■ Do this:
Format every line of the listing below as a numbered list, leaving out the blank lines.
● ● ●
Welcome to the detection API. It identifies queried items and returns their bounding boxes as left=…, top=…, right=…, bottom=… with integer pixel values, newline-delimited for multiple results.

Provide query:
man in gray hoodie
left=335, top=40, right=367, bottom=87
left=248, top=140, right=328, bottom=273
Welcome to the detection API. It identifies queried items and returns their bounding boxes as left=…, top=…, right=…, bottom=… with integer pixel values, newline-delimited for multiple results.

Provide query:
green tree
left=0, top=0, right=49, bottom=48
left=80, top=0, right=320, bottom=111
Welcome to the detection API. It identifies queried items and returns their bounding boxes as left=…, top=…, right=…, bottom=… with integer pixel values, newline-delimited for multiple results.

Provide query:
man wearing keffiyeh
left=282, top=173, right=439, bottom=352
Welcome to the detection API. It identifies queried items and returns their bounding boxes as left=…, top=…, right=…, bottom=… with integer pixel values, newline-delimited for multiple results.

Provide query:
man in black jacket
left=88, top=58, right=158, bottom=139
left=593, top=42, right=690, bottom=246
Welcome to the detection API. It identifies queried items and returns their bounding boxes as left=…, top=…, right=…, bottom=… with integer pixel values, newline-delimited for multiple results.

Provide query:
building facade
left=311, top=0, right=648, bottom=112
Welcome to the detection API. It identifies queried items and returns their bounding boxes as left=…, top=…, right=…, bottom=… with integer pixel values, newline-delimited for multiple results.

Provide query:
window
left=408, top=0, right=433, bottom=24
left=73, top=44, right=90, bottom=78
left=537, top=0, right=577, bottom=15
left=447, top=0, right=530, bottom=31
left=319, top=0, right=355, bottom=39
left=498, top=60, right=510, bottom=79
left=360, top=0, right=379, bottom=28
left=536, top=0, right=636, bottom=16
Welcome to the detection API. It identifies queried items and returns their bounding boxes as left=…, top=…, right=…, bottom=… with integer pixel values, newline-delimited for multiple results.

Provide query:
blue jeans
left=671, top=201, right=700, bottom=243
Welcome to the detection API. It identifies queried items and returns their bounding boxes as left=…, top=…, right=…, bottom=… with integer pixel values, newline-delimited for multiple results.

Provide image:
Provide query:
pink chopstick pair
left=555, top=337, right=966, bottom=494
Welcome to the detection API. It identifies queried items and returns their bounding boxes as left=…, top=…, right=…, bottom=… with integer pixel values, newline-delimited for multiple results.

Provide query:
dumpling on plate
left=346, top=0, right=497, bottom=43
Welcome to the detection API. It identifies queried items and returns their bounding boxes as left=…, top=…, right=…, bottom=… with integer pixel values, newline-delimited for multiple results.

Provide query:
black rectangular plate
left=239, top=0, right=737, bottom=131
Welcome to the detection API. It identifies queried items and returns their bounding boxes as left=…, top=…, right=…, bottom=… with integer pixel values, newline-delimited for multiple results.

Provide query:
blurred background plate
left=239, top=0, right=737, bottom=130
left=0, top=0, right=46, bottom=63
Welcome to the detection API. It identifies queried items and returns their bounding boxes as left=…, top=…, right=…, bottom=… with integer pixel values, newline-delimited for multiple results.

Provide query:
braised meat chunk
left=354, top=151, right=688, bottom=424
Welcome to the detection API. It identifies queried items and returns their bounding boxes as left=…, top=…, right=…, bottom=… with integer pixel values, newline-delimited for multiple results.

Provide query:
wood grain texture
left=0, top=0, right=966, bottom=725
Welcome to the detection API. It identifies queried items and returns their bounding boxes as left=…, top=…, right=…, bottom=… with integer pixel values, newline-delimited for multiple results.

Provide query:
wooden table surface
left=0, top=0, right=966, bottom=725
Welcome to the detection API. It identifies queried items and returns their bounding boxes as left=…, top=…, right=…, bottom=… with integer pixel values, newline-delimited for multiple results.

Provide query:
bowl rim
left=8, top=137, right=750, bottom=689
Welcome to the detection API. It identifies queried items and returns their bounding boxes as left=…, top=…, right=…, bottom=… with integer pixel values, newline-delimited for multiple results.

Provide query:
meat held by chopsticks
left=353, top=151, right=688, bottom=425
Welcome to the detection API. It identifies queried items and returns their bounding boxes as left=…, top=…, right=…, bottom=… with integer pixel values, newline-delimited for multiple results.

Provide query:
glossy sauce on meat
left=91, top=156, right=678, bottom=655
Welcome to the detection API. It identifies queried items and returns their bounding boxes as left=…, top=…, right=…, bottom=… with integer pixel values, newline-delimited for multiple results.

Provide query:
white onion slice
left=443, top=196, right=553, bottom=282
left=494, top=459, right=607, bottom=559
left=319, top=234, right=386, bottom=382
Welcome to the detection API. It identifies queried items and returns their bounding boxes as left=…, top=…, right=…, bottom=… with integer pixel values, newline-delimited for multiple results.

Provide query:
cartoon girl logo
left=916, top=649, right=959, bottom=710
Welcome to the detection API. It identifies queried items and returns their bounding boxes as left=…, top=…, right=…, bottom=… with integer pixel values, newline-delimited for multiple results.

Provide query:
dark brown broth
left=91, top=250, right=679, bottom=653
● ● ●
■ The completed task:
1. Welcome to the detection API. It identifies queried items and returns their bounding boxes as left=…, top=…, right=…, bottom=… with integer pixel values, newline-delimited for multiple results.
2. Provide query:
3. man in gray hoodie
4. left=335, top=40, right=367, bottom=87
5. left=248, top=140, right=328, bottom=273
6. Welcome to the detection API. It identifies queried items and returns their bounding boxes as left=…, top=…, right=…, bottom=… with integer pixel values, newline-delimited for multiple results.
7. Provide query:
8. green tree
9. left=0, top=0, right=49, bottom=48
10. left=80, top=0, right=320, bottom=111
11. Welcome to the detection API. It identifies queried items and returns their bounding boxes as left=…, top=…, right=…, bottom=… with integer pixel values, newline-delimited for multiple results.
12. Provide query:
13. man wearing keffiyeh
14. left=282, top=173, right=439, bottom=352
15. Welcome to the detection API. It identifies queried items and returns their bounding boxes as left=…, top=…, right=…, bottom=… with integer pixel values, newline-delimited for multiple results.
16. Provide query:
17. man in black jacket
18. left=88, top=58, right=158, bottom=139
19. left=593, top=42, right=690, bottom=246
20. Welcome to the detection API. It identifies queried items and returns their bounding boxes as left=…, top=…, right=…, bottom=… with integer pixel values, newline-delimited for multiple results.
21. Provide query:
22. building facade
23. left=311, top=0, right=648, bottom=112
24. Welcome to the detection API. It identifies queried items and returns their bounding boxes as left=…, top=…, right=…, bottom=… with integer pixel values, newline-delimited for multiple results.
25. Provide query:
26. window
27. left=408, top=0, right=433, bottom=24
28. left=73, top=44, right=90, bottom=78
29. left=537, top=0, right=577, bottom=15
30. left=447, top=0, right=530, bottom=31
31. left=319, top=0, right=355, bottom=39
32. left=498, top=60, right=510, bottom=79
33. left=360, top=0, right=379, bottom=28
34. left=536, top=0, right=636, bottom=16
35. Welcome to the detection API. It identifies queried items and returns their bounding boxes as left=…, top=…, right=…, bottom=… with integer pixel values, newline-delimited for multiple results.
36. Provide query:
37. blue jeans
38. left=671, top=201, right=700, bottom=243
39. Welcome to the detection API. It identifies queried items and returns their bounding boxes as left=…, top=…, right=…, bottom=… with integer pixel values, newline-delimited for multiple results.
40. Provide image:
41. Provide query:
42. pink chopstick pair
43. left=555, top=337, right=966, bottom=494
44. Welcome to the detection API. It identifies queried items and returns their bounding boxes as left=…, top=…, right=…, bottom=… with integer pixel values, newline-delimited for multiple results.
45. Provide query:
46. dumpling on plate
47. left=346, top=0, right=497, bottom=43
48. Welcome to the detection API. It identifies queried items and returns their bounding boxes as left=…, top=…, right=…, bottom=… with integer pixel values, newline-delimited for multiple results.
49. Provide query:
50. black rectangular plate
51. left=239, top=0, right=737, bottom=131
52. Welcome to the detection API. It identifies queried items and returns their bounding boxes as left=…, top=…, right=…, bottom=… with integer pixel values, newline-delimited for multiple results.
53. Provide query:
54. blurred background plate
55. left=239, top=0, right=737, bottom=130
56. left=0, top=0, right=46, bottom=63
57. Welcome to the detection API. It identifies queried items and returns their bounding boxes as left=…, top=…, right=…, bottom=… with integer pixel values, newline-delimited for multiple results.
58. Provide query:
59. braised meat chunk
60. left=354, top=151, right=688, bottom=424
61. Welcome to the detection API. It identifies queried items and returns their bounding boxes as left=…, top=…, right=…, bottom=… with integer pixel values, newline-delimited for multiple results.
62. Provide query:
63. wood grain texture
64. left=0, top=0, right=966, bottom=725
65. Welcome to the detection API. It identifies queried items and returns their bounding boxes as left=…, top=…, right=…, bottom=… with integer pixel values, newline-delimited for multiple results.
66. Provide query:
67. wooden table surface
68. left=0, top=0, right=966, bottom=725
69. Welcome to the detection API. It identifies queried items and returns their bounding boxes as left=…, top=…, right=…, bottom=… with integer pixel values, newline-delimited for multiple results.
70. Provide query:
71. bowl rim
72. left=8, top=137, right=750, bottom=689
73. Welcome to the detection API. It identifies queried items and returns their bounding boxes as left=…, top=…, right=…, bottom=… with integer pixel values, newline-delimited for multiple results.
74. Provide query:
75. meat held by chopsticks
76. left=353, top=151, right=688, bottom=425
77. Welcome to the detection API. It identifies queried items and returns their bounding boxes as left=…, top=…, right=…, bottom=… with integer pixel values, newline-delimited for multiple results.
78. Provide query:
79. glossy sauce on meat
80. left=91, top=156, right=678, bottom=655
81. Welcome to the detection API. It identifies queried items and returns their bounding boxes as left=…, top=…, right=…, bottom=… with integer pixel values, newline-delimited for multiple results.
82. Provide query:
83. white onion slice
84. left=443, top=196, right=553, bottom=282
85. left=494, top=459, right=607, bottom=559
86. left=319, top=234, right=386, bottom=382
87. Welcome to the detection API. It identifies queried items and returns their bounding boxes as left=…, top=…, right=…, bottom=… with integer pixel values, newline-delimited for multiple results.
88. Provide query:
89. cartoon girl logo
90. left=916, top=649, right=959, bottom=710
91. Welcome to the detection API. It identifies queried items and returns their bounding boxes as left=…, top=…, right=…, bottom=… with integer pixel values, newline-delimited for multiple results.
92. Provide query:
93. dark brown broth
94. left=91, top=250, right=679, bottom=653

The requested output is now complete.